Pull out every line in the records below that contains the word "dress".
=== DATA TO USE ===
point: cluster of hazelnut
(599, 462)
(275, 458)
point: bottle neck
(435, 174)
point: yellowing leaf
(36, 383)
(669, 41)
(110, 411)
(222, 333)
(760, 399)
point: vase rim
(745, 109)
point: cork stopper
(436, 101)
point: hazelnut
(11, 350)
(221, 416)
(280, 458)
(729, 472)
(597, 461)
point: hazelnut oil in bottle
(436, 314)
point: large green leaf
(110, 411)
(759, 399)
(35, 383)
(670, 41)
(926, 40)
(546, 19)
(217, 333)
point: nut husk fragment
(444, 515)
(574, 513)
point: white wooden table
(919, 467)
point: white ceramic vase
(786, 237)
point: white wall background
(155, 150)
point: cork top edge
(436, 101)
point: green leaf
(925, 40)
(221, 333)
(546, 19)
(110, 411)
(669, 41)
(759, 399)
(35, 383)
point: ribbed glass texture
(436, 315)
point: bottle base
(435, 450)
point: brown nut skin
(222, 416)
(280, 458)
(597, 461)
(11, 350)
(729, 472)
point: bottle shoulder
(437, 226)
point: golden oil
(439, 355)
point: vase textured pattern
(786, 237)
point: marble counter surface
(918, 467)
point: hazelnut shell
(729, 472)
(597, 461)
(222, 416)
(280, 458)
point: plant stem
===
=== DATA TO USE ===
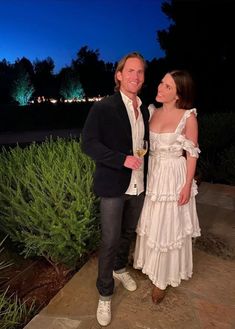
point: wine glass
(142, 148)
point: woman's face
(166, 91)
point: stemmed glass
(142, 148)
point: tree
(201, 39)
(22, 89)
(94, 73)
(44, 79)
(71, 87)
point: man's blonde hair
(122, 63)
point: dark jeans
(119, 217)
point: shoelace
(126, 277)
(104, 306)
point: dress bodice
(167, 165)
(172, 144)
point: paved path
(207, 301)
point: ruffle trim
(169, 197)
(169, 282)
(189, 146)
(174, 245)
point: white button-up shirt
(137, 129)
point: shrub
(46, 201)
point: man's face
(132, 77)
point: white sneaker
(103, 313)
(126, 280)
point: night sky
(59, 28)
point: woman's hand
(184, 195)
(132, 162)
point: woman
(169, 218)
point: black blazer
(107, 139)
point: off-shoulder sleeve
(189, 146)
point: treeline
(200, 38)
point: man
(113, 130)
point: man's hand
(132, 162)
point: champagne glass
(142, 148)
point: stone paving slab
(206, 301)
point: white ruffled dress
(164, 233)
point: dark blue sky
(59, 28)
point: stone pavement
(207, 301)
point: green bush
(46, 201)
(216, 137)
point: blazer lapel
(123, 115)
===
=== DATA TO USE ===
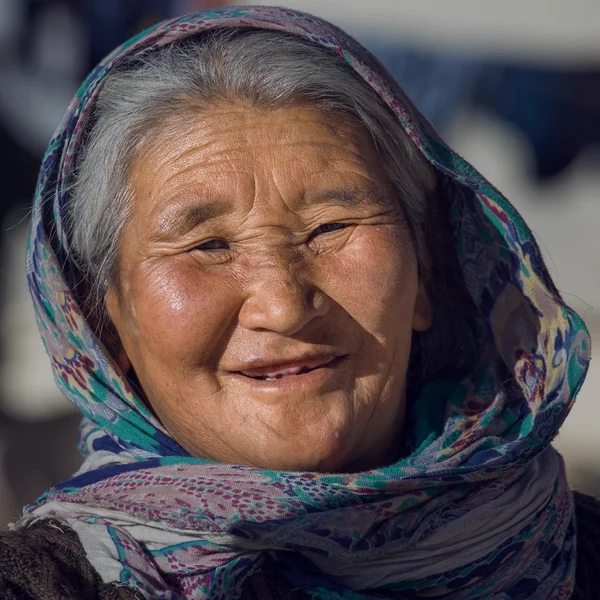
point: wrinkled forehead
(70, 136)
===
SOLVED PROBLEM:
point: dress bodice
point: white ruffled dress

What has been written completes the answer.